_What the task asks_.
Wherever a line of the listing holds the string "flower", copy that line.

_Records for processing_.
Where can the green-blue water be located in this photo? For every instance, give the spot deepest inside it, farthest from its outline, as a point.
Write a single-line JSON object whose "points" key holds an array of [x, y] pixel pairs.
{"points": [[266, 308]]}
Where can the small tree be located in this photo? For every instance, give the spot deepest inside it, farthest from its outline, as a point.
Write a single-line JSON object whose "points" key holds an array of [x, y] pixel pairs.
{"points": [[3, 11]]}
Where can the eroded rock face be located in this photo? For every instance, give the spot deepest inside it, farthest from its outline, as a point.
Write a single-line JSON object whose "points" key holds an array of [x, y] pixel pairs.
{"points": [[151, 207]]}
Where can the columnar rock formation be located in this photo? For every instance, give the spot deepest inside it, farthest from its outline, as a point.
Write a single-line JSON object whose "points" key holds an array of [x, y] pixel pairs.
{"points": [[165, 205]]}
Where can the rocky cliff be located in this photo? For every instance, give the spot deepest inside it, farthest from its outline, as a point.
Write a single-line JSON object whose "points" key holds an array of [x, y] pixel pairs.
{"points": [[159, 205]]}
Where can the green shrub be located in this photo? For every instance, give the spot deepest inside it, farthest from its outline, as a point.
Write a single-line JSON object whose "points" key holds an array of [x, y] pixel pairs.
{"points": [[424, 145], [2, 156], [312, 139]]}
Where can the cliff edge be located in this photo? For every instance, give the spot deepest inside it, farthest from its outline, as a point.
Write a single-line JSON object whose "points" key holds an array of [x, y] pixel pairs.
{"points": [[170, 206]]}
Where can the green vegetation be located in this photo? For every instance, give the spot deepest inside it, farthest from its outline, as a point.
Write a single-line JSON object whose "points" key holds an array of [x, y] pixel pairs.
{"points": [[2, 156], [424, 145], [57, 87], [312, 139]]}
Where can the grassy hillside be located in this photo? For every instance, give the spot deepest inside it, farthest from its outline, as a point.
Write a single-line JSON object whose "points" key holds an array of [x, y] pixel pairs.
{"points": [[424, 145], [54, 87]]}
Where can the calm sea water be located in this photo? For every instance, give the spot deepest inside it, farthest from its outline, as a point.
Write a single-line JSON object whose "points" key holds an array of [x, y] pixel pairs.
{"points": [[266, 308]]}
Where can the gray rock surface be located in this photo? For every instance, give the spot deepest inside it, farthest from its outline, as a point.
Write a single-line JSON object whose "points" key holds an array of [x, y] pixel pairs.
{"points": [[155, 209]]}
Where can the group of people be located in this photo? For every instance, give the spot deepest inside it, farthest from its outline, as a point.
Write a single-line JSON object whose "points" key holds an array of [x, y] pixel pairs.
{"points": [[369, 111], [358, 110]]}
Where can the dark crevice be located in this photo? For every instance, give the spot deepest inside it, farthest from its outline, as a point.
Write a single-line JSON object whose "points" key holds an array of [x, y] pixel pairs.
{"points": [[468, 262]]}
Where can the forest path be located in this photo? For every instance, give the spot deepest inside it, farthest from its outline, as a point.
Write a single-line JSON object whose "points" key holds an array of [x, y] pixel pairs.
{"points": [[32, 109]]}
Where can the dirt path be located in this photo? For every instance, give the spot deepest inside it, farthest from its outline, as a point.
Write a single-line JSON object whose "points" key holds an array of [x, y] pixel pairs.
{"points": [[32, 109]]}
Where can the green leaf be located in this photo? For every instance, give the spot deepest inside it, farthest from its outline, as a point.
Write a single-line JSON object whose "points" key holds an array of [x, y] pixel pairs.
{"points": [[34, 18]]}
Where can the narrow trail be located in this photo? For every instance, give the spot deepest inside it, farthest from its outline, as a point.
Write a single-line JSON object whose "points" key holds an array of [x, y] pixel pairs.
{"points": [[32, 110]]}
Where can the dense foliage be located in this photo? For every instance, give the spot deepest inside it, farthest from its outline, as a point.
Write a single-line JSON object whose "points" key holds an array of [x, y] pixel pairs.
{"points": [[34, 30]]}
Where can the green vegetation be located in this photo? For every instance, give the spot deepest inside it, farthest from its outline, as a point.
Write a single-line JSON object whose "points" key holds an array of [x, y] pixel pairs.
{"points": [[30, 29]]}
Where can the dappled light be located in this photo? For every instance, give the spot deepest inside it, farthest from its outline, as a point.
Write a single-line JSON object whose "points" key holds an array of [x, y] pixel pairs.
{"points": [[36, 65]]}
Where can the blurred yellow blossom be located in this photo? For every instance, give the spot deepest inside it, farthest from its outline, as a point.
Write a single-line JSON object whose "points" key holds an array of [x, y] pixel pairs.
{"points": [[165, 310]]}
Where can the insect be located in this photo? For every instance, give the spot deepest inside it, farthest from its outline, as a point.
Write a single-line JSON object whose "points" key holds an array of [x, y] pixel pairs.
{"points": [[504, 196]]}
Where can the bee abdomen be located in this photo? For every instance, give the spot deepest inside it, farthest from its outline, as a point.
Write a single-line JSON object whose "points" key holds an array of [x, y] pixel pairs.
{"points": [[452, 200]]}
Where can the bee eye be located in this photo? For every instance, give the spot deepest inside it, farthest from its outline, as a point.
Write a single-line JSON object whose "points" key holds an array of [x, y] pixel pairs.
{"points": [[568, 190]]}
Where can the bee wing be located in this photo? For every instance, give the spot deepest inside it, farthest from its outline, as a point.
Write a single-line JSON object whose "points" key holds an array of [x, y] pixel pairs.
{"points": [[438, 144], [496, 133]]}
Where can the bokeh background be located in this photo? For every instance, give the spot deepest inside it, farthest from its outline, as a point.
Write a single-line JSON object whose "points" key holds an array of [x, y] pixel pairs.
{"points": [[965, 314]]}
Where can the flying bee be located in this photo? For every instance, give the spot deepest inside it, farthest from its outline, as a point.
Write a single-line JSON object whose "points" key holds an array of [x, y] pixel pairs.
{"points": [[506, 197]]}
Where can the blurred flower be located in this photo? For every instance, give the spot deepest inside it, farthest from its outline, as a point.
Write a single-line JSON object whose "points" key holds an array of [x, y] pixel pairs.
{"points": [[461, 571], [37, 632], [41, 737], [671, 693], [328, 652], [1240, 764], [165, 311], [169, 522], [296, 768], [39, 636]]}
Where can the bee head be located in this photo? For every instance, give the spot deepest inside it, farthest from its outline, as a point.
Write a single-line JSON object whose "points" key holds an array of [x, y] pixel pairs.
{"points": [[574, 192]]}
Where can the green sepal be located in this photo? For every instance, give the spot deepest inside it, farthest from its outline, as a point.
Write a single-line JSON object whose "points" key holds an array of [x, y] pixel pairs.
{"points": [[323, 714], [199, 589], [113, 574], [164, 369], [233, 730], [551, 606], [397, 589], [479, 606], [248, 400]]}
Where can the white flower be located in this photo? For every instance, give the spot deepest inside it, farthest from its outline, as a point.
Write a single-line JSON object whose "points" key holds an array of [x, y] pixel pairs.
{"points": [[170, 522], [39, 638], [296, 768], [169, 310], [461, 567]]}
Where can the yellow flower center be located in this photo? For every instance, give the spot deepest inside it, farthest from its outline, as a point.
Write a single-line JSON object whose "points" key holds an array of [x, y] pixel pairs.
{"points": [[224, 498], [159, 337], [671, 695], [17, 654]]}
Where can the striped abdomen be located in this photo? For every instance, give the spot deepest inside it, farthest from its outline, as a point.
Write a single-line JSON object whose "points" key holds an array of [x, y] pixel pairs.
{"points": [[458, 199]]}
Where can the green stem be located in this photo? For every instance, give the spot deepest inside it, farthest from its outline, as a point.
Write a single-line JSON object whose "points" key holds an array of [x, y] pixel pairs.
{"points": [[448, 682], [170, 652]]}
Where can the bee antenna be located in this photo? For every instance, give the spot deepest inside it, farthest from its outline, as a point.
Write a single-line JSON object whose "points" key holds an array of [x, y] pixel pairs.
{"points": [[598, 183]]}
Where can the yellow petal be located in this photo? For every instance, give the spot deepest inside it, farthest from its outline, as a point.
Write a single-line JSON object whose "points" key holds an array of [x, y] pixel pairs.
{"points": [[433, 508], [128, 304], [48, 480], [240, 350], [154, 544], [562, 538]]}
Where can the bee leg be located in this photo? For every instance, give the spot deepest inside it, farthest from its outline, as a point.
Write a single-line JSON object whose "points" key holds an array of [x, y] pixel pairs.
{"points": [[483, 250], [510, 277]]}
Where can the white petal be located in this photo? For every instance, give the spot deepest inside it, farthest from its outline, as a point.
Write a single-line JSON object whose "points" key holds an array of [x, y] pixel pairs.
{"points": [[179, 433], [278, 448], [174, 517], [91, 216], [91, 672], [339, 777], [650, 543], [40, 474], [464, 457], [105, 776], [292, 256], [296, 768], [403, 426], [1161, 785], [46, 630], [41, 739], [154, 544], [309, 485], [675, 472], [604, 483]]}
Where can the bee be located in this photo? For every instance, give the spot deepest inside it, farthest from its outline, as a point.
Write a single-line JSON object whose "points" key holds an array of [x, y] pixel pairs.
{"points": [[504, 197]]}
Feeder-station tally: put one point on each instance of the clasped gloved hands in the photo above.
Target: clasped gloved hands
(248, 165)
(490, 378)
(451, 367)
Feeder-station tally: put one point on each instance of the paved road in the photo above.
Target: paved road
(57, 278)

_Response to this task_.
Where can the blurred flower be located in this photo? For every instance, give the spot deepest inside it, farthest from its outline, as a point.
Where can the white flower be located in this photo? For every instance, give the spot deepest inside it, farthest from its outline, as a point.
Where can the yellow flower center be located in this photo? For every instance, give the spot deepest inside it, farthest from its outline, as a point.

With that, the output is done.